(Task) Rescale everything below from the line containing "Trace the outline of every instance of the large" down to the line containing "16 0 L 16 3", both included, repeating each line with the requests unchanged but with every number in the answers (the viewBox values and path coordinates) multiplied by 2.05 and rounded to whole numbers, halves going up. Return only those lines.

(Input rows)

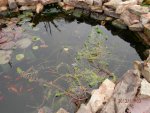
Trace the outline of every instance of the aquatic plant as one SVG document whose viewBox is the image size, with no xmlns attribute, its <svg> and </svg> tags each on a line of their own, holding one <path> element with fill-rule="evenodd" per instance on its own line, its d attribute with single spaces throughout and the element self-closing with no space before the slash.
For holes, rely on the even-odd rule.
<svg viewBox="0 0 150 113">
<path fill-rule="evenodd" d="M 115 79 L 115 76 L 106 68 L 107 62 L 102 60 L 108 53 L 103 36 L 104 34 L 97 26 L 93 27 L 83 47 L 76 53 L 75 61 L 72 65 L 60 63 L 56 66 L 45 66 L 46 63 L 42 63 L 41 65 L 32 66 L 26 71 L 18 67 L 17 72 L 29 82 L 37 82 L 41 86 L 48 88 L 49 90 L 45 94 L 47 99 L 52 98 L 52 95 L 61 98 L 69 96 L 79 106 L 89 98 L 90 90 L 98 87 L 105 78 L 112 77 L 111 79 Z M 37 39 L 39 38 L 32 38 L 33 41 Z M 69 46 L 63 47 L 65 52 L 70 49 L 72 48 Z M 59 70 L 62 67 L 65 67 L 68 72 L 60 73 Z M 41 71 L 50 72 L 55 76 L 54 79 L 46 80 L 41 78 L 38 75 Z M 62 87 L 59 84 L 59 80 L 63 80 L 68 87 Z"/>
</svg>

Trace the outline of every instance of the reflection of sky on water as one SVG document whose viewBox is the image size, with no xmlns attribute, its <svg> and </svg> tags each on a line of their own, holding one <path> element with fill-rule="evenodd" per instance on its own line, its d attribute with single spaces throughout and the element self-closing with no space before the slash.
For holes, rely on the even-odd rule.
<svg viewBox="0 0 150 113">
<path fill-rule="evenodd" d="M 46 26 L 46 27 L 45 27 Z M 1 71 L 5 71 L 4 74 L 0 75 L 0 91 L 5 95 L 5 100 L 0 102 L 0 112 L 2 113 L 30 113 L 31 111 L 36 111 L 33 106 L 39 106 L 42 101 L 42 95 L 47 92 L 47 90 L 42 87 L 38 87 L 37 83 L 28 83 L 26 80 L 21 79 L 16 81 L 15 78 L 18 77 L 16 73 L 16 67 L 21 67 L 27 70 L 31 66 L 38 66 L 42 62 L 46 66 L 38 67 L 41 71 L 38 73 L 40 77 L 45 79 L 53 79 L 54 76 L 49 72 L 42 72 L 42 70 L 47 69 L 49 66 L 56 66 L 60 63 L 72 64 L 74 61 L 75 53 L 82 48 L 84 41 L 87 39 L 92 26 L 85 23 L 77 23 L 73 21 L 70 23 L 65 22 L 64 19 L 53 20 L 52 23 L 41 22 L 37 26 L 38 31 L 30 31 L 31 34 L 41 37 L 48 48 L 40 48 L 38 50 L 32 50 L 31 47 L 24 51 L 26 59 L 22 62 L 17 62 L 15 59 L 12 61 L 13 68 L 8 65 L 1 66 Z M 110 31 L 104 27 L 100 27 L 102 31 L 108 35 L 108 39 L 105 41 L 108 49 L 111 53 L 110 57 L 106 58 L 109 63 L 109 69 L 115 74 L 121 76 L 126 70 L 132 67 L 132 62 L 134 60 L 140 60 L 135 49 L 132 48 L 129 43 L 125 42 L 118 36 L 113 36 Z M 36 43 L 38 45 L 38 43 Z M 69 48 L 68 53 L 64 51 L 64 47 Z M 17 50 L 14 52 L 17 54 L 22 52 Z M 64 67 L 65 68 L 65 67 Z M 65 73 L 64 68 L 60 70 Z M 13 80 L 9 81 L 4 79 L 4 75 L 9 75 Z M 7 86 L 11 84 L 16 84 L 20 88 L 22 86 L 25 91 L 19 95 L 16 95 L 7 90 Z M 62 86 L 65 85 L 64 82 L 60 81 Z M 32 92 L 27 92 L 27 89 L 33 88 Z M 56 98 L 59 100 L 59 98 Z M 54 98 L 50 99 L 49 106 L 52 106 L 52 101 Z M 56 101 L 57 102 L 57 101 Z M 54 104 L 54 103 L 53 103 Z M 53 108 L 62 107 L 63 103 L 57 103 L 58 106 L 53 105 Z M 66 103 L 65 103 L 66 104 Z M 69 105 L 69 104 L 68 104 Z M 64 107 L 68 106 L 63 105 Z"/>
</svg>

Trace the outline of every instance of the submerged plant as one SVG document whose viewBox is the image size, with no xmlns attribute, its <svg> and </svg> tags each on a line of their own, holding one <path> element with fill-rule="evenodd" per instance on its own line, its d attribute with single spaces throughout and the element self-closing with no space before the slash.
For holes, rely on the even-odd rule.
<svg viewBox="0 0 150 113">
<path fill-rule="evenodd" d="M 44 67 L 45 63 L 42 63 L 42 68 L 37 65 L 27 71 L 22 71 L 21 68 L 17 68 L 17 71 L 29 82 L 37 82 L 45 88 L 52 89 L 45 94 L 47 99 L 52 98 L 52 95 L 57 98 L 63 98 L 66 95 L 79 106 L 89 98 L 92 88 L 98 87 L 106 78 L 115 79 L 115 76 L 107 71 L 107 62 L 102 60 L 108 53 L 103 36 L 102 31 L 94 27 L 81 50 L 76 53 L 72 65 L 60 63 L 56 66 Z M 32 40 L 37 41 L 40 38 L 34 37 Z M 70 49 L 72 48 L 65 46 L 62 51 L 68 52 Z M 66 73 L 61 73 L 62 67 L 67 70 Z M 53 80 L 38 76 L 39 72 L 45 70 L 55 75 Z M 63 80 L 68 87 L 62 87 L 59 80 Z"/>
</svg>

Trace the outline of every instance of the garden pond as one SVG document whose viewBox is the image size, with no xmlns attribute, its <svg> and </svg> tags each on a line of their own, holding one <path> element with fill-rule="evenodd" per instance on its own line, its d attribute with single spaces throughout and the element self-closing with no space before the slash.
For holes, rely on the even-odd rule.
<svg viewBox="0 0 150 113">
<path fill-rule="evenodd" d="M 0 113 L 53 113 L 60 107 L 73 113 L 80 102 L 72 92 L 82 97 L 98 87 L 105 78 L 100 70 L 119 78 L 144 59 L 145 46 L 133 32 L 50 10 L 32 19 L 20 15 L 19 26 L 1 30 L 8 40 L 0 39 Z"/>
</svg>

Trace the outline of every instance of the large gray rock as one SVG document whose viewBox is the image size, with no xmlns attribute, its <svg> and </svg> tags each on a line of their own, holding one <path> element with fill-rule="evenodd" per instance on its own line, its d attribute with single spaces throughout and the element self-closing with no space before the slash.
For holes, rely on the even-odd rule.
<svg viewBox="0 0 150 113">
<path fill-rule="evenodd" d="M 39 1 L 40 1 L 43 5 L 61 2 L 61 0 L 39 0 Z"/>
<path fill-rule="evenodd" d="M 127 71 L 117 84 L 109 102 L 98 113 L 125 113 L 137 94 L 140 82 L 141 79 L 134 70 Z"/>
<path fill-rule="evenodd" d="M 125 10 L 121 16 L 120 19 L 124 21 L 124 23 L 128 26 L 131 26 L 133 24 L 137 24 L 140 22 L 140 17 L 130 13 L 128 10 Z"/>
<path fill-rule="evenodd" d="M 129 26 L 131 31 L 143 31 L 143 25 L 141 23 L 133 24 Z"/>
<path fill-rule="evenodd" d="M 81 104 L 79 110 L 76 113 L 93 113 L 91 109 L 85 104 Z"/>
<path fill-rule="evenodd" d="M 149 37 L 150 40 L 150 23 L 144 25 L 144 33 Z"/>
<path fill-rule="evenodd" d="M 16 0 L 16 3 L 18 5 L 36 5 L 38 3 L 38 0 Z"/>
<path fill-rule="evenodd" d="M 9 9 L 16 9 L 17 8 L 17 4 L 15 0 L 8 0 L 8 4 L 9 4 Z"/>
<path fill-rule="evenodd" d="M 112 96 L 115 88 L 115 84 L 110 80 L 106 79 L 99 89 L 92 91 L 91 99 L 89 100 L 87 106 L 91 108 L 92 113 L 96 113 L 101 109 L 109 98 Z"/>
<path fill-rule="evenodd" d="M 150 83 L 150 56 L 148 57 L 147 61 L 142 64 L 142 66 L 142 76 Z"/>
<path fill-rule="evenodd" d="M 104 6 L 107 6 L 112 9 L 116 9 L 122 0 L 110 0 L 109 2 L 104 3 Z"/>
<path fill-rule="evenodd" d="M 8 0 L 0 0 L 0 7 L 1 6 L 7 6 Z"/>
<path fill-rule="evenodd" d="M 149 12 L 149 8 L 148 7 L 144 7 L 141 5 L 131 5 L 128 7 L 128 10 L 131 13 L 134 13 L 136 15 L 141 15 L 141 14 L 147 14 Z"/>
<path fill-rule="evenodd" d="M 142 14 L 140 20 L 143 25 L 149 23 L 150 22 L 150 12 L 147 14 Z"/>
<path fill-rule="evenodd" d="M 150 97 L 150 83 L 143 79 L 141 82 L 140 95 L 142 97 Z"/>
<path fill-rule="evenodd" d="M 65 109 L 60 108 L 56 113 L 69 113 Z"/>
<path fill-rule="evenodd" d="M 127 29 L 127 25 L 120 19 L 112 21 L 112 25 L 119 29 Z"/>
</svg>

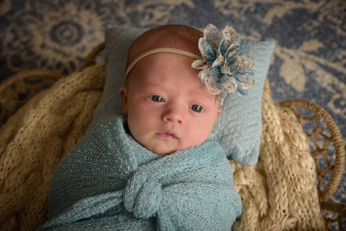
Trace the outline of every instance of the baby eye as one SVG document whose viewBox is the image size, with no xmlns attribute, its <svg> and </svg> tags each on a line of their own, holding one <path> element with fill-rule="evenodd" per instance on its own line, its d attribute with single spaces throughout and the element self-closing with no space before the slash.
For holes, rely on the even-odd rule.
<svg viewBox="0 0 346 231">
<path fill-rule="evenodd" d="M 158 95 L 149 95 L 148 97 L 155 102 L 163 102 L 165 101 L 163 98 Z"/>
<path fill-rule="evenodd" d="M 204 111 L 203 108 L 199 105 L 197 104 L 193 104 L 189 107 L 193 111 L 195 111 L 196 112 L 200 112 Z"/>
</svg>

(Output for this exercise)
Trace the outline of every instance of the large gray rock as one SVG document whose viewBox is the image size, with no xmlns attribute, its <svg> and </svg> tags each on a line of their own, holding one <path> element with fill-rule="evenodd" per instance on its own line, its d attribute with single spaces throughout and the element self-closing with no space before the slash.
For holes, rely on the even-odd rule.
<svg viewBox="0 0 308 232">
<path fill-rule="evenodd" d="M 80 2 L 82 2 L 88 10 L 125 4 L 125 0 L 80 0 Z"/>
<path fill-rule="evenodd" d="M 260 146 L 240 172 L 223 209 L 201 232 L 256 232 L 281 193 L 287 168 L 289 162 L 275 144 Z"/>
<path fill-rule="evenodd" d="M 256 21 L 248 33 L 246 39 L 254 43 L 254 47 L 262 53 L 269 53 L 273 49 L 281 49 L 287 45 L 287 35 L 267 27 L 262 21 Z"/>
<path fill-rule="evenodd" d="M 264 53 L 269 64 L 293 64 L 293 51 L 289 47 L 273 49 Z"/>
<path fill-rule="evenodd" d="M 166 213 L 162 226 L 156 232 L 191 232 L 187 223 L 174 213 Z"/>
<path fill-rule="evenodd" d="M 305 76 L 308 82 L 308 47 L 295 51 L 295 68 Z"/>
<path fill-rule="evenodd" d="M 33 0 L 33 6 L 37 10 L 74 10 L 78 6 L 78 0 Z"/>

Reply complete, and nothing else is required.